• **What you have to do**: Would you retype, word for word, the line with "[tag] one dot per instance, sample [460,185]." and every line after it through the end of the records below?
########################################
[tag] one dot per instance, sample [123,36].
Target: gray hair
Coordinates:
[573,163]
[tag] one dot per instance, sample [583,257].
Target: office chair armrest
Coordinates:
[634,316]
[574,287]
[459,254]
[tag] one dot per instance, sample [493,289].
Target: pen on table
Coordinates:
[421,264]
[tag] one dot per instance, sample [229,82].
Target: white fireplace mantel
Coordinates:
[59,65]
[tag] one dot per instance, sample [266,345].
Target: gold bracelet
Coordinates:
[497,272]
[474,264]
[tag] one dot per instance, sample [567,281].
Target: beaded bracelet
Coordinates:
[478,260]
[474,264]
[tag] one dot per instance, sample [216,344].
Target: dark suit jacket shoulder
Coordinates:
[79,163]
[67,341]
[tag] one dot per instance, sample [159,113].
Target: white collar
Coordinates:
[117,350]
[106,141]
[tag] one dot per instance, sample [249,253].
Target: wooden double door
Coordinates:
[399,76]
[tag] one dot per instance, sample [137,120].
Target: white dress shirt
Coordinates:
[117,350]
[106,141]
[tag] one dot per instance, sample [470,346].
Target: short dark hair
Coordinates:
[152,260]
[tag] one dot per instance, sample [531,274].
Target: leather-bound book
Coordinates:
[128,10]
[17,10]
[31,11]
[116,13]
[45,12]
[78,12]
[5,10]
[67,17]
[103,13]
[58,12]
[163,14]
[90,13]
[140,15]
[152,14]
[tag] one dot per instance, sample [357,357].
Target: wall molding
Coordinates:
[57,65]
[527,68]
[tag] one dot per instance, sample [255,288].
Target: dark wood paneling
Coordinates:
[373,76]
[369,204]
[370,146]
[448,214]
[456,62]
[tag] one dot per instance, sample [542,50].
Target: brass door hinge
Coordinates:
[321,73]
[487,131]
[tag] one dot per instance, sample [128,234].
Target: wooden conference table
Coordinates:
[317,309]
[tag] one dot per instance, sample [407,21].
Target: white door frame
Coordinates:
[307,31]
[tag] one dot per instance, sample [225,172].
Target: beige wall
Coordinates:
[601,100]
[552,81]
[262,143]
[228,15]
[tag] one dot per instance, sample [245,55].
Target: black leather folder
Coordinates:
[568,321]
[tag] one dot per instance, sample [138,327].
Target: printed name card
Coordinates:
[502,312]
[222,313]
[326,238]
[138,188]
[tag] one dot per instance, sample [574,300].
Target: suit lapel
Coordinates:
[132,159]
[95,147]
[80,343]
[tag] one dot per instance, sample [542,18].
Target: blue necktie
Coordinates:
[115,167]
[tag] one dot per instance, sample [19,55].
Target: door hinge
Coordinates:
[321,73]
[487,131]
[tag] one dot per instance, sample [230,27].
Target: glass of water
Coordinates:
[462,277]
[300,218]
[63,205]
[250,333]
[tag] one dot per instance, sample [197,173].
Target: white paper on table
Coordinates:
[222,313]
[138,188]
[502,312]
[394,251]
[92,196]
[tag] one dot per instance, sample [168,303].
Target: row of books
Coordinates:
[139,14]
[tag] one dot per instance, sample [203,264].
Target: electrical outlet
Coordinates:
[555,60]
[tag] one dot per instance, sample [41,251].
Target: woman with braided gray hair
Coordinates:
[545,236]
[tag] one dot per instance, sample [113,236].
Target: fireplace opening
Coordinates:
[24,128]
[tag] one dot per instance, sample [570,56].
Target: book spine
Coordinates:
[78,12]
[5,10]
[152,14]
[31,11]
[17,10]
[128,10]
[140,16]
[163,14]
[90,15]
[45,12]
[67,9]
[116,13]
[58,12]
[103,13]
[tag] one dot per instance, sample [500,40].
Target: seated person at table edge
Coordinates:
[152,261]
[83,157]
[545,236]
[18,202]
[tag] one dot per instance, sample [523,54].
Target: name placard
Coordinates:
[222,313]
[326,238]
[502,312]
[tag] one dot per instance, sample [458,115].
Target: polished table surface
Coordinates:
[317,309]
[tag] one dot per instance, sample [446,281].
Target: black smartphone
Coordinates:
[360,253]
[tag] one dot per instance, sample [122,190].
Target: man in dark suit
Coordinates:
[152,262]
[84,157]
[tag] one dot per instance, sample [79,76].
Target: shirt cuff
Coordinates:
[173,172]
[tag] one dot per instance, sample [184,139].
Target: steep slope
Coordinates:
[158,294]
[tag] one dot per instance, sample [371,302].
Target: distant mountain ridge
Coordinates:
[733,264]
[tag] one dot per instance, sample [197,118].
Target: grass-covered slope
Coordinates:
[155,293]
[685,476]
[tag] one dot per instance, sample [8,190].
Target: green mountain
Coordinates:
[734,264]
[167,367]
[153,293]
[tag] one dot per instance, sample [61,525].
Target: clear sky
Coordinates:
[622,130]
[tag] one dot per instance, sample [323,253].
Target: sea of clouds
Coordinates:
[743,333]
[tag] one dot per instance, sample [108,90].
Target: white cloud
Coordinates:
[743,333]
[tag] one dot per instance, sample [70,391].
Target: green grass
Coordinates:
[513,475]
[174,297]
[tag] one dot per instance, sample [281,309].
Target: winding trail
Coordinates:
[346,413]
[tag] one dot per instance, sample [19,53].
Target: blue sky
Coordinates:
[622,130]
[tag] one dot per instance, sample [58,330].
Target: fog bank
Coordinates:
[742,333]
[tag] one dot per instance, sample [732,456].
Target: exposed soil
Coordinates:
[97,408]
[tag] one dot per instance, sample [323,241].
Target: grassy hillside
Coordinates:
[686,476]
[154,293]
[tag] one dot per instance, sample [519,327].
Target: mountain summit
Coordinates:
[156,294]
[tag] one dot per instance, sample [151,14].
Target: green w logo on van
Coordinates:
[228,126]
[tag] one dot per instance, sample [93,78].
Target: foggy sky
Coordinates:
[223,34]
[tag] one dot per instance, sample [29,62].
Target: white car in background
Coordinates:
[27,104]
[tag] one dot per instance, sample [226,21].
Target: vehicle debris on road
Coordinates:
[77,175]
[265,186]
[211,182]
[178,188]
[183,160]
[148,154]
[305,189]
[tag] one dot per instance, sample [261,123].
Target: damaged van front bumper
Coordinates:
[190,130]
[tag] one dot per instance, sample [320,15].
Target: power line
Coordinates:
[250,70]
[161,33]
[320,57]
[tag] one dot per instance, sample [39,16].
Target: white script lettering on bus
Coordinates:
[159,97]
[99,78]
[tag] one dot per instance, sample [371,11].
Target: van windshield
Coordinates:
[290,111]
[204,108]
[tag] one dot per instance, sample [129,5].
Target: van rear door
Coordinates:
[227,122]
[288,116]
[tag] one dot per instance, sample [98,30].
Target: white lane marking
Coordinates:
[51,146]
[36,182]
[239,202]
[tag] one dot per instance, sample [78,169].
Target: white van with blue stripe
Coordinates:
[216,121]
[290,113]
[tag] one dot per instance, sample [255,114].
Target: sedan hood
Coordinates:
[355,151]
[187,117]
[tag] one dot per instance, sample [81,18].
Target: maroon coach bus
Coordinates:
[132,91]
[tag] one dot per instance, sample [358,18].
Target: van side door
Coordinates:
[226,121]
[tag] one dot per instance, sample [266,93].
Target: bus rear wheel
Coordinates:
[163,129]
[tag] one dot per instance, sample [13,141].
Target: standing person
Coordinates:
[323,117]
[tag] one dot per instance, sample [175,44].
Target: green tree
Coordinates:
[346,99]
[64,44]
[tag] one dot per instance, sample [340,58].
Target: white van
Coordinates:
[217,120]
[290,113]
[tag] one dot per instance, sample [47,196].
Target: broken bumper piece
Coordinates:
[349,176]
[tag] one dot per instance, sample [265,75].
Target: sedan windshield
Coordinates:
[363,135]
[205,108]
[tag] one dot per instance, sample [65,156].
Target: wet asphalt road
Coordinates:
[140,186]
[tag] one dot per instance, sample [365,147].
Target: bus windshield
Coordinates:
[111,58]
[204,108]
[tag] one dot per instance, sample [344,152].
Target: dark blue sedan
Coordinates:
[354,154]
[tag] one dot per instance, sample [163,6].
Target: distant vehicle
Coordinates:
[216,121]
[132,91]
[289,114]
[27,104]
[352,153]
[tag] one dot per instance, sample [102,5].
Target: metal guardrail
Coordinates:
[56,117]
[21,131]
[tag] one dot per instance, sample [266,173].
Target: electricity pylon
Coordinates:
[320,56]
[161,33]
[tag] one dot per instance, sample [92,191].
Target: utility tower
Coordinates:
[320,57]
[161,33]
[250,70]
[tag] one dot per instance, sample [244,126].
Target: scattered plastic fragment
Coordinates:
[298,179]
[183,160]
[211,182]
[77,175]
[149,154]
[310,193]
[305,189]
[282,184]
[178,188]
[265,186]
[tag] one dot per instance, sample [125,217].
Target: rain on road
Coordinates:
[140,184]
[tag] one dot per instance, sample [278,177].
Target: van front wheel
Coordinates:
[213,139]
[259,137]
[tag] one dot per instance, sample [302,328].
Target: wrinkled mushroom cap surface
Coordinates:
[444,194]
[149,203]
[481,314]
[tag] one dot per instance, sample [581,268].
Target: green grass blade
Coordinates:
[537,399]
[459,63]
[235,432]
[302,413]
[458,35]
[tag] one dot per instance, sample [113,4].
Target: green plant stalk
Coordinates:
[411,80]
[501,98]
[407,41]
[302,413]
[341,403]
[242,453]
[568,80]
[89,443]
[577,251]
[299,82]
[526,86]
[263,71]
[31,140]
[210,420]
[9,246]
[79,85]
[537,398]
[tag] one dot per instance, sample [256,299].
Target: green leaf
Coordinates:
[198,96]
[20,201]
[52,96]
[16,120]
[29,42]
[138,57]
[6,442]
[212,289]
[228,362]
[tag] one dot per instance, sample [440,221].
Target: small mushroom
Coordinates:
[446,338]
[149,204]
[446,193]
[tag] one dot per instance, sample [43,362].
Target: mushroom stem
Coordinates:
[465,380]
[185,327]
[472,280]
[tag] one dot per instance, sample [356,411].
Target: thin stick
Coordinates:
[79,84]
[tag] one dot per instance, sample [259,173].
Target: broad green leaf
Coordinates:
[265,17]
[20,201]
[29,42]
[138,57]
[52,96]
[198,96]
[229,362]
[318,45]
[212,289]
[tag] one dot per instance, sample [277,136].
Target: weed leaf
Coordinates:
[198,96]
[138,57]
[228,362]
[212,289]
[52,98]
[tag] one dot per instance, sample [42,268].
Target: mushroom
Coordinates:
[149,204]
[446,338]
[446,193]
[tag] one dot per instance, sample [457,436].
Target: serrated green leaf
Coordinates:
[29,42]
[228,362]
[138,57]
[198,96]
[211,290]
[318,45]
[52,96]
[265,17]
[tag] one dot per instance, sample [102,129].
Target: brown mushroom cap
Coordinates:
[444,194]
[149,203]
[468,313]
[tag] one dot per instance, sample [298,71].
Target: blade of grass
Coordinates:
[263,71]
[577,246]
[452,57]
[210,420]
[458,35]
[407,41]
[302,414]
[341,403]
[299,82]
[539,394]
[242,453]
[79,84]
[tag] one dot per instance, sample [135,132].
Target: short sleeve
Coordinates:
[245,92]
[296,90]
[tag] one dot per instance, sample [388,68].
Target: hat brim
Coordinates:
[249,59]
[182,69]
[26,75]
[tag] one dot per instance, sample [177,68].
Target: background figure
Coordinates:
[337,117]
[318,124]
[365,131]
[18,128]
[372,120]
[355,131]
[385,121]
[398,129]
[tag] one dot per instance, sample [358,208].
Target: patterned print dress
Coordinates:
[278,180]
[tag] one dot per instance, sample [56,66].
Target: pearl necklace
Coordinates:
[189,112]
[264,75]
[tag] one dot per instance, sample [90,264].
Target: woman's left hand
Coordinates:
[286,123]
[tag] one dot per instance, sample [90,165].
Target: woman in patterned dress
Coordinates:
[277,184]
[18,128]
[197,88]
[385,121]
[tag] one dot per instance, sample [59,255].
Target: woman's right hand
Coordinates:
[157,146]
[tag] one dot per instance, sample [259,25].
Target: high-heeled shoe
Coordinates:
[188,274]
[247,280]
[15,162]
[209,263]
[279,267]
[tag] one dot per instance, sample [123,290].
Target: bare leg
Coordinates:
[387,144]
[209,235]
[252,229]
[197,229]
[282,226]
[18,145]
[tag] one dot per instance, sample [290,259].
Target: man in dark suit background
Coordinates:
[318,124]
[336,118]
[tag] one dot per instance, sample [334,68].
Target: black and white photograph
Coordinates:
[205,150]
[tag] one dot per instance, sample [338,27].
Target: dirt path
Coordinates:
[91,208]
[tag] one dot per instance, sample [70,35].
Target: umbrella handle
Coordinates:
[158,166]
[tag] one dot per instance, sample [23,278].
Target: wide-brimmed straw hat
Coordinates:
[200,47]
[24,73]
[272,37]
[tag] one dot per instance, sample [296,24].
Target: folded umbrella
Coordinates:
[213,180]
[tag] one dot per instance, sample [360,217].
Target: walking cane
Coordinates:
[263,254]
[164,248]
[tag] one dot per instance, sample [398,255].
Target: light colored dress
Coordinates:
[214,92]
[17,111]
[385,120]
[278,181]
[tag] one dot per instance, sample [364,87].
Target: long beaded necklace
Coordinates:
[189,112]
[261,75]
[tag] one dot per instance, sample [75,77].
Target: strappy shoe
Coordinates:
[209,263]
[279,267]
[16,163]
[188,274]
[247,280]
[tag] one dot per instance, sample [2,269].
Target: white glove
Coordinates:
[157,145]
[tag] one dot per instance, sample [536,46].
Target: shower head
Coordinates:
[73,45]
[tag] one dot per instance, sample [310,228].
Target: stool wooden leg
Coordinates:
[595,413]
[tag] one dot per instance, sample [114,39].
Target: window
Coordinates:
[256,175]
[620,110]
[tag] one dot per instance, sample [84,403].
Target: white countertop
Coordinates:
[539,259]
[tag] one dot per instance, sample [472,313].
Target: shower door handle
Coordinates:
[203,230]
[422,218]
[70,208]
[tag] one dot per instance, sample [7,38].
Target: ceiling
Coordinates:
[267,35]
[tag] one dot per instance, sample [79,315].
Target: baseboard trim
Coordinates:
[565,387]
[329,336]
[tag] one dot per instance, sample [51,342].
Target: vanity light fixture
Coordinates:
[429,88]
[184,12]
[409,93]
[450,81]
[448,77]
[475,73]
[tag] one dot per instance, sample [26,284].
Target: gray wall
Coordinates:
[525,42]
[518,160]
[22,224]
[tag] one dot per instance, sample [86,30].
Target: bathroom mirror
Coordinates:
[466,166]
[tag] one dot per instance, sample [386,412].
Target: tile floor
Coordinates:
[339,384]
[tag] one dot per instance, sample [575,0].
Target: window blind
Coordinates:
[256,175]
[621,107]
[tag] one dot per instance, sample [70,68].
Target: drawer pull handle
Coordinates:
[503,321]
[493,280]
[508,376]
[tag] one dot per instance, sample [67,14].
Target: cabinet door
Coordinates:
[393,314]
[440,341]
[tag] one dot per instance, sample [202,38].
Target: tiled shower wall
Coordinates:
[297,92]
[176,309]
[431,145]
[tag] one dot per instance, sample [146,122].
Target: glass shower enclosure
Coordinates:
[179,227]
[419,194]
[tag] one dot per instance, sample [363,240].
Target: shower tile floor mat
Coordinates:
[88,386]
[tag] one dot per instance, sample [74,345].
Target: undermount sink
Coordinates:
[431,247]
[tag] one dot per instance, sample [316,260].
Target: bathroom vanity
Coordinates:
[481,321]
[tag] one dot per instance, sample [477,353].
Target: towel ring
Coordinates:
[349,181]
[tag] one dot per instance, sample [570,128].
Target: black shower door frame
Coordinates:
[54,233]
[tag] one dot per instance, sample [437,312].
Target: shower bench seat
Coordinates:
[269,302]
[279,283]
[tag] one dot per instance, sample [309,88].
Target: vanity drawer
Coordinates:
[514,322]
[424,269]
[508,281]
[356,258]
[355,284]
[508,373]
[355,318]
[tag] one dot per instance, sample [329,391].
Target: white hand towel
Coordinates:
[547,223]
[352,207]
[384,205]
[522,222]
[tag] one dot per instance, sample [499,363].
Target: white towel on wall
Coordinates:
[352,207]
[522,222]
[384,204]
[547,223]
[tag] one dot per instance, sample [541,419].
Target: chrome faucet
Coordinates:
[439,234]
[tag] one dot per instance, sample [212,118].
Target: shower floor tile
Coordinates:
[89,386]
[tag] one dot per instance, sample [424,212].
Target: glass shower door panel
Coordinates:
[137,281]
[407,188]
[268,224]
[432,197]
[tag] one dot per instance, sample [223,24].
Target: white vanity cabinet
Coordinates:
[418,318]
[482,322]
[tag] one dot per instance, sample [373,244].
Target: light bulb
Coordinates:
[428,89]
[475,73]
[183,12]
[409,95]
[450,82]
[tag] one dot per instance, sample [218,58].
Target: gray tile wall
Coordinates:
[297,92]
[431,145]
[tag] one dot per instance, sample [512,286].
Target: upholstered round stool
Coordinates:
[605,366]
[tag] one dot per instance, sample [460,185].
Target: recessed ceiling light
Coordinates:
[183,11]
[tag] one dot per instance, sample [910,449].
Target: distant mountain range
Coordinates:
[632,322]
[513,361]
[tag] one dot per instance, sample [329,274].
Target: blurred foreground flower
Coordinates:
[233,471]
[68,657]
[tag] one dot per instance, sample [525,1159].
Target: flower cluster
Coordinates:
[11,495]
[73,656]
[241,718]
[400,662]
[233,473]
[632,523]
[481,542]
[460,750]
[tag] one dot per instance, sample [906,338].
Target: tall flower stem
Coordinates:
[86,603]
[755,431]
########################################
• **Full output**:
[tag] one dot per instance, sample [460,185].
Target: recessed ceiling light
Coordinates:
[183,11]
[tag] one dot per instance, sample [910,449].
Target: distant mountain range
Coordinates:
[632,322]
[513,361]
[tag] one dot per instance, sample [329,274].
Target: blurred foreground flower
Coordinates:
[233,471]
[68,657]
[tag] one dot per instance, sample [525,1159].
Target: flower cluster
Coordinates:
[11,495]
[73,656]
[241,718]
[400,662]
[233,473]
[632,523]
[481,542]
[460,750]
[tag] one dot per instance, sample [906,338].
Target: tall flower stem
Coordinates:
[86,603]
[755,431]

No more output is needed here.